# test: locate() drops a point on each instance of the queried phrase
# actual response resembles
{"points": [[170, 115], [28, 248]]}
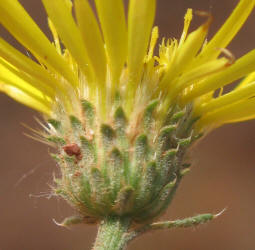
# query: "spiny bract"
{"points": [[120, 117]]}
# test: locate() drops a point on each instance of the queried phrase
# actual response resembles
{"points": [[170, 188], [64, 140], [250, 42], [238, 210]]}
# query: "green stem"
{"points": [[112, 234]]}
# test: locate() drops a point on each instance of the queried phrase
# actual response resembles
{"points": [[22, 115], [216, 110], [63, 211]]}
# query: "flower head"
{"points": [[121, 116], [85, 63]]}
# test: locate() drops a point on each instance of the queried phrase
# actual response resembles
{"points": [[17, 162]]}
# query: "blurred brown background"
{"points": [[223, 173]]}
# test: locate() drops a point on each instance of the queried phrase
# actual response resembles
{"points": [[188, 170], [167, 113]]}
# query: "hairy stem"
{"points": [[112, 234]]}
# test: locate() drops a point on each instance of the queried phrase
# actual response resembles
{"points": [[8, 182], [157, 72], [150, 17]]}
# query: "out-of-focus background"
{"points": [[222, 176]]}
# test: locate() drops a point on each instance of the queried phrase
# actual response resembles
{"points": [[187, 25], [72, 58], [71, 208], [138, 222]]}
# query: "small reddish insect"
{"points": [[73, 149]]}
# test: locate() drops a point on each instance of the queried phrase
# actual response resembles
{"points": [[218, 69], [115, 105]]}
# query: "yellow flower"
{"points": [[119, 62]]}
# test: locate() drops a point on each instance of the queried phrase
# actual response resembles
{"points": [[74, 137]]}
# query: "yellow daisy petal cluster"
{"points": [[101, 60]]}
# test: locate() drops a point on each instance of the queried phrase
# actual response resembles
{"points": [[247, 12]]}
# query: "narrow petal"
{"points": [[153, 42], [27, 65], [55, 36], [240, 111], [22, 97], [7, 69], [59, 10], [250, 78], [22, 91], [186, 53], [187, 20], [92, 37], [198, 73], [228, 31], [141, 16], [17, 21], [112, 19], [240, 68]]}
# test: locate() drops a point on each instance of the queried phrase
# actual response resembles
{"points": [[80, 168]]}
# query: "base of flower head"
{"points": [[124, 167]]}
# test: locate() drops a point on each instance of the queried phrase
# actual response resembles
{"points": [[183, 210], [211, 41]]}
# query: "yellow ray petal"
{"points": [[6, 69], [240, 111], [92, 37], [153, 42], [236, 95], [240, 68], [250, 78], [27, 65], [55, 36], [141, 16], [112, 19], [186, 53], [187, 20], [228, 31], [197, 73], [20, 96], [7, 77], [59, 10], [16, 20]]}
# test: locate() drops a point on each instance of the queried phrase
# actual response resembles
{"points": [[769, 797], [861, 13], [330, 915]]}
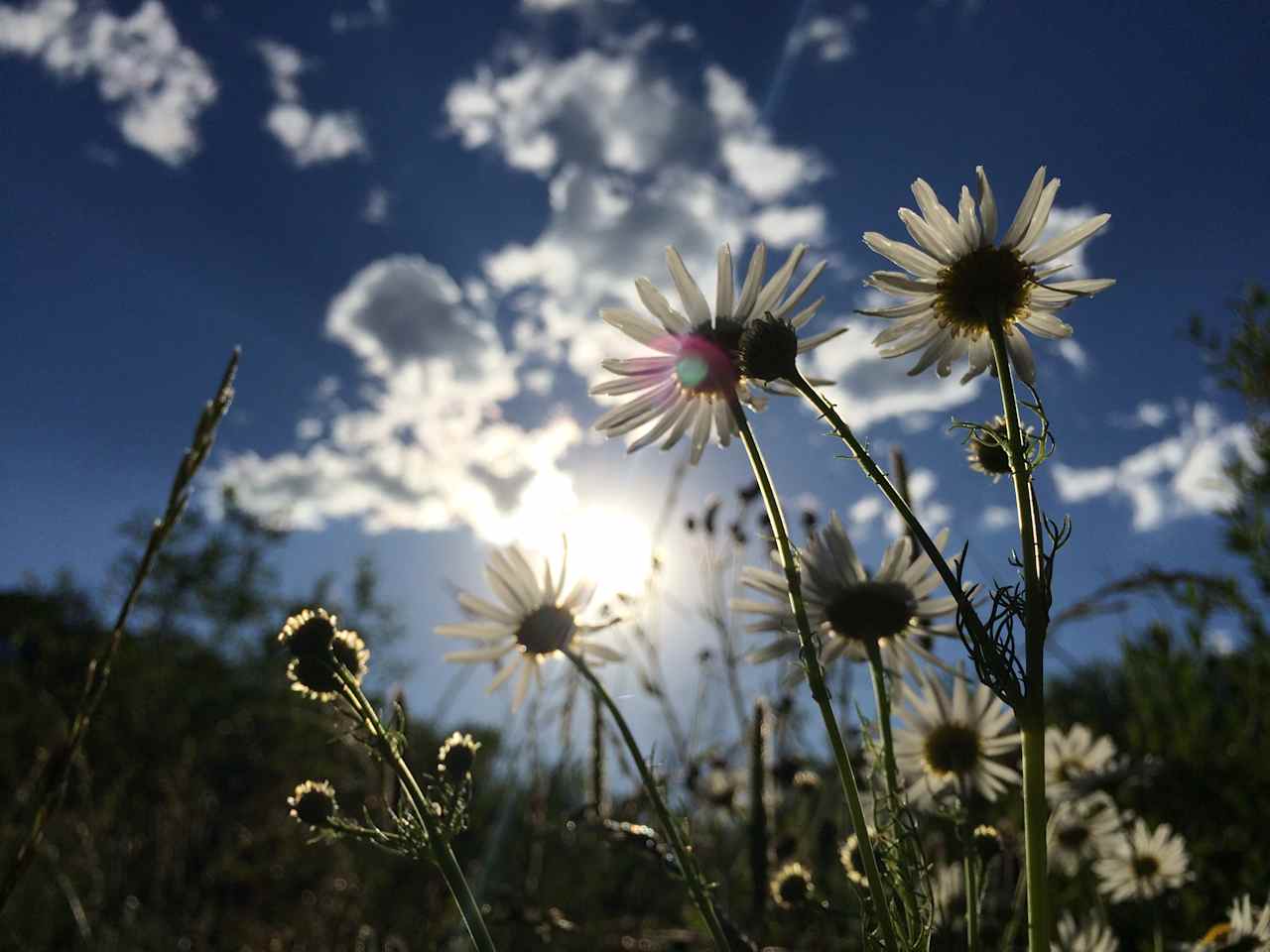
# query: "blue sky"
{"points": [[409, 221]]}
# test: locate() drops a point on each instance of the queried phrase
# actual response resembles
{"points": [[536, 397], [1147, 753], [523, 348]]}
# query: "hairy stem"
{"points": [[688, 865], [441, 852], [897, 499], [1032, 717], [811, 655]]}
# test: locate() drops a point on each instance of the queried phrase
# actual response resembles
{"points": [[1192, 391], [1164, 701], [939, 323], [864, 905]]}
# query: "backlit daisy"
{"points": [[1143, 864], [847, 606], [951, 743], [1075, 761], [685, 389], [534, 620], [959, 278], [1092, 937], [792, 887], [1250, 927], [1080, 830]]}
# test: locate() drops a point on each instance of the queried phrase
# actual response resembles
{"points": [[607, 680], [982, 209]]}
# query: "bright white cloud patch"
{"points": [[309, 137], [139, 62], [427, 448], [1179, 476], [828, 39]]}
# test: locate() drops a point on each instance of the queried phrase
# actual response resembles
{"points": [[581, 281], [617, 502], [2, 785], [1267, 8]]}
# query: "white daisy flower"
{"points": [[1080, 830], [959, 278], [535, 619], [951, 743], [848, 607], [1143, 864], [1092, 937], [1250, 925], [685, 389], [1075, 761]]}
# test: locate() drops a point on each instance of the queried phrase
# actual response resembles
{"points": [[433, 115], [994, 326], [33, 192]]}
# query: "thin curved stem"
{"points": [[441, 852], [688, 865], [810, 653], [1032, 717], [896, 498], [881, 699]]}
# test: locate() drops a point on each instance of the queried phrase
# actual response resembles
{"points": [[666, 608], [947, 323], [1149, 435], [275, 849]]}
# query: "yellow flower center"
{"points": [[989, 284]]}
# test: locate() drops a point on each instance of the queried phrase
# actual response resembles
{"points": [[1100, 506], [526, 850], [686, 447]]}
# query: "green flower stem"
{"points": [[897, 500], [971, 900], [816, 676], [441, 852], [691, 875], [883, 701], [1032, 719]]}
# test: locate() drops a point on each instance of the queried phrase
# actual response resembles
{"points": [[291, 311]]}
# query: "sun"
{"points": [[610, 543]]}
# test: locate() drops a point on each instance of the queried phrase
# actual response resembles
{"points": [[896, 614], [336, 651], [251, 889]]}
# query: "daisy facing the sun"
{"points": [[534, 620], [688, 389], [960, 282]]}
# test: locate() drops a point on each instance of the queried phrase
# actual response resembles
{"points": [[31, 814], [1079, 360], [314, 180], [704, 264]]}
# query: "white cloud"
{"points": [[376, 208], [826, 37], [139, 61], [1178, 476], [427, 447], [1064, 220], [310, 139]]}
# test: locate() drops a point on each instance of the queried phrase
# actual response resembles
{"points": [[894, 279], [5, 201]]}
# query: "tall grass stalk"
{"points": [[51, 788], [683, 855]]}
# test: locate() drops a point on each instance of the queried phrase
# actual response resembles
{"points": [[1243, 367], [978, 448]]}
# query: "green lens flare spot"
{"points": [[691, 371]]}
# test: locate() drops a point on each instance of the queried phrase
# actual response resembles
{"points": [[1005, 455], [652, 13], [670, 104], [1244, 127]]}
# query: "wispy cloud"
{"points": [[139, 62], [310, 139], [1178, 476]]}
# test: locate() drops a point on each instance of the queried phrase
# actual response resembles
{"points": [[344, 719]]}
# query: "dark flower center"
{"points": [[1074, 837], [992, 457], [793, 890], [545, 630], [1144, 866], [316, 807], [870, 611], [985, 285], [708, 354], [952, 748], [347, 654]]}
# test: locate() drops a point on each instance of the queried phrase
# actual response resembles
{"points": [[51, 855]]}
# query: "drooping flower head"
{"points": [[1080, 830], [313, 802], [1143, 864], [959, 280], [686, 389], [852, 861], [792, 887], [314, 674], [949, 743], [1075, 761], [847, 606], [534, 620], [456, 756]]}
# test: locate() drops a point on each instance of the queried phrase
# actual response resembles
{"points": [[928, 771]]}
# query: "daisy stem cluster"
{"points": [[816, 678], [896, 498], [53, 788], [683, 853], [1032, 716], [441, 852]]}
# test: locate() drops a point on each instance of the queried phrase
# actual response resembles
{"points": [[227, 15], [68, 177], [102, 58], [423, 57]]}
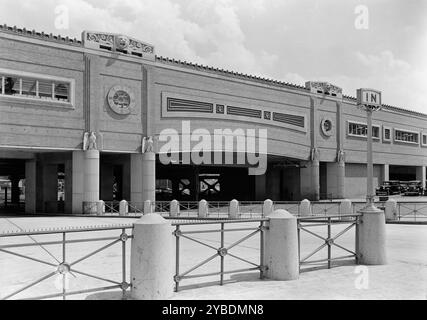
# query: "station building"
{"points": [[76, 117]]}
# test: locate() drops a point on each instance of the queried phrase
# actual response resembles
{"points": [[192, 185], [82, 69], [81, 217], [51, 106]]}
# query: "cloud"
{"points": [[290, 41]]}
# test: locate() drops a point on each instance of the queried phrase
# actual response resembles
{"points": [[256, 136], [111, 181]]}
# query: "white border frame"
{"points": [[37, 76]]}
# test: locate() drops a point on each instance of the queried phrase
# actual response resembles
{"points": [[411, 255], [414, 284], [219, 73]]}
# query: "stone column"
{"points": [[85, 183], [149, 176], [15, 192], [260, 184], [310, 177], [136, 180], [315, 180], [50, 188], [30, 186], [152, 258], [91, 178], [78, 172], [421, 175], [372, 237], [281, 247], [341, 180], [68, 186], [385, 172]]}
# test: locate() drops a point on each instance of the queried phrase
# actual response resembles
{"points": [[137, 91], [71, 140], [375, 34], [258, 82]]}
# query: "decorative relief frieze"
{"points": [[324, 88], [117, 43], [183, 106]]}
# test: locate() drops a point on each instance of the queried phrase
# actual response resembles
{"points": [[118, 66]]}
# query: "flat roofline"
{"points": [[49, 37]]}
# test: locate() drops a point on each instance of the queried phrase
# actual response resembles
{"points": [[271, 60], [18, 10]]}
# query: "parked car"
{"points": [[403, 186], [388, 188], [414, 188]]}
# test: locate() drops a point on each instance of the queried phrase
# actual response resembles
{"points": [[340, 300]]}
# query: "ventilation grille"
{"points": [[289, 119], [236, 111], [180, 105]]}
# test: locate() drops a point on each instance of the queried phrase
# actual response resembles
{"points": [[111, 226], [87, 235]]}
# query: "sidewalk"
{"points": [[405, 277]]}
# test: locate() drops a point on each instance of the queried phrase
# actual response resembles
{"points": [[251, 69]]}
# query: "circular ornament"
{"points": [[327, 126], [121, 99]]}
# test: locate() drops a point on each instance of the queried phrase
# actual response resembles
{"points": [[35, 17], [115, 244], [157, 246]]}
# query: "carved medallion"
{"points": [[327, 126], [121, 99]]}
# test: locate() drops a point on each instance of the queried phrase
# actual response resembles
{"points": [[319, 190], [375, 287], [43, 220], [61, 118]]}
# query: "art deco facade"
{"points": [[78, 112]]}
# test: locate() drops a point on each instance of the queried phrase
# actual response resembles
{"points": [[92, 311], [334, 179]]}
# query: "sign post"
{"points": [[371, 233], [369, 100]]}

# # # #

● **Task to complete**: Tally the lines in the items above that contain the string "center". Case counts. Reply with only the number.

● **Result for this task**: 2